Set of tasks:
[A] Answer these questions using the passage on gifting and self-care:
(i) What did O'Brien and Kassirer find to be the reason that repeated gifting to others brought more happiness than gifting to oneself?
(ii) What other name does the text give for spending money on others?
(iii) Which examples of self-care products appear in parentheses?
[B] Continue the passage on gifting and self-care from the point where it stops.

A recent study by O’Brien and Kassirer found that repeated gifting to others provided individuals with more happiness compared to gifting to oneself. This was found to be due to the reinforcement of our social connection (O’Brien, & Kassirer, 2019). Additionally, in terms of health, spending money on others, also known as prosocial spending, was found to have strong positive effects on cardiovascular, demonstrating low blood pressure (Whillans, Dunn, Sandstrom, Dickerson, & Madden, 2016). Both of these studies emphasize the importance and the healthiness of having social connections. This is because we are social beings and we are inherently social. On the other hand, how about self-care? Self-care has always been present but has become increasingly more popular with the rise of mainstream media. According to the Pew Research Center, millennials were reported to make more improvements to their lifestyle than any generation before them, spending twice as much on self-care products (e.g. exercise and therapy). It was suggested that this was due to the accessibility of the internet with the ability to ask the internet for self-care strategies (Rennis, McNamara, Seidel, & Shneyderman, 2015). As mainstream as it may seem, self-care is primarily significant to one’s physical and mental health. Self-care can be defined as the ability to care for oneself through awareness, self-control, and self-reliance in order to achieve, maintain or promote optimal health and well-being (Martínez, et al., 2021). Having good self-care strategies encourages better coping mechanisms for daily stressors and promotes the idea of self-love. However, a common misconception surrounding self-care is its misunderstanding as self-indulgence.

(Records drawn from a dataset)
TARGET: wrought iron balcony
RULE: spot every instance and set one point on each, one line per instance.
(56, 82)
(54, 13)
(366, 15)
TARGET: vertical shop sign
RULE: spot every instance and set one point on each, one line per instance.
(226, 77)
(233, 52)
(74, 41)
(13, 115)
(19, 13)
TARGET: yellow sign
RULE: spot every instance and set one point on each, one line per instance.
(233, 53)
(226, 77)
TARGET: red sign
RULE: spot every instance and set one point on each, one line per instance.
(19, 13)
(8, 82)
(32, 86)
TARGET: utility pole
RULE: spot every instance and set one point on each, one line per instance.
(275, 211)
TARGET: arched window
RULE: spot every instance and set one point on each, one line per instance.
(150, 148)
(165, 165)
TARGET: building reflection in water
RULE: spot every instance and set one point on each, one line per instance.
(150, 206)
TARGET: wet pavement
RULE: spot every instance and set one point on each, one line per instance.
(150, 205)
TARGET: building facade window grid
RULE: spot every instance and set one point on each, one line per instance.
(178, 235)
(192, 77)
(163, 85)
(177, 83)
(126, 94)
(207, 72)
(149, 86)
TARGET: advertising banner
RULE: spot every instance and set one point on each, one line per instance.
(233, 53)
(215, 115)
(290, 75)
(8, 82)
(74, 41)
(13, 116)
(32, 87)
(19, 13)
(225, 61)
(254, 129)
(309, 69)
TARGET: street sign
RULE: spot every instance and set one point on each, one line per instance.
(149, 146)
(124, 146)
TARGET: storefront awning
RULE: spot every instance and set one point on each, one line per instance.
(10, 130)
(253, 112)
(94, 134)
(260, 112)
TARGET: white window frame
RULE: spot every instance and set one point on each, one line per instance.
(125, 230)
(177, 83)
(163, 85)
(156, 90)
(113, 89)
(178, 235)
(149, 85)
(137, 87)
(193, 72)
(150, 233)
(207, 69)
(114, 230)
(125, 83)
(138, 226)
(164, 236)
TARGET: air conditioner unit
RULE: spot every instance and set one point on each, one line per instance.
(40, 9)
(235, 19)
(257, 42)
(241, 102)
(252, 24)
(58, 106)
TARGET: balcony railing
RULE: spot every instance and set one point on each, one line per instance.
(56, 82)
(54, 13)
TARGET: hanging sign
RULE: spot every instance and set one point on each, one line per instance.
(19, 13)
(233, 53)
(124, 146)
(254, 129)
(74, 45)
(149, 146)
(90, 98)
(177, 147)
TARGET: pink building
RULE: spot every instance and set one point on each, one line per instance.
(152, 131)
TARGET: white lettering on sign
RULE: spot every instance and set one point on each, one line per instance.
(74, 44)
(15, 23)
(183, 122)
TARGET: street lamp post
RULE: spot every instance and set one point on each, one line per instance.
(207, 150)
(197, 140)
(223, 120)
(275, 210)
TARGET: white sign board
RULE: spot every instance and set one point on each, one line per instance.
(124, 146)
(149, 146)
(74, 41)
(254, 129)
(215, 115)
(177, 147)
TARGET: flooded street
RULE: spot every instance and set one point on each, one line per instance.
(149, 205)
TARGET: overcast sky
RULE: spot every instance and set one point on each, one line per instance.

Exercise answers:
[A]
(i) The reinforcement of our social connection.
(ii) Prosocial spending.
(iii) Exercise and therapy.

[B]
Self-indulgence, Self-nurturance, and Self-control

According to Merriam-Webster, self-indulgence is defined as an “excessive or unrestrained gratification of one's own appetites, desires, or whim” and nurturance is defined as “affectionate care and attention.” Self-indulgence can be seen through impulsive consumption in which happiness is “quickly” fixed, whereas self-nurturance is the prolonged action of maintaining happiness. This is not to say that we cannot treat ourselves, but there is an emphasis on self-control and moderation. According to Bernecker & Becker, the combination of self-indulgence and self-control guarantees greater outcomes through hedonic goal pursuit as it represents a “largely neglected but adaptive aspect of self-regulation (2021).” Additionally, Seltzer suggested that our lack of self-nurturance had to do with our belief system. He believed that from childhood, our parents did not nurture us to the amount we craved. He suggested that this, in turn, makes us conclude that we are not worthy of certain attention or things. Thus, to be successful when treating ourselves, we must learn to “see ourselves as worthy of all the things (2008).” We shouldn’t depend only on others when it comes to gifting, and to rather think of it as “a gift from me to myself”. Through self-control and the idea of deservingness within self-nurturance, we are able to treat ourselves moderately to our happiness and well-being. But what types of self-gifting behaviors are there?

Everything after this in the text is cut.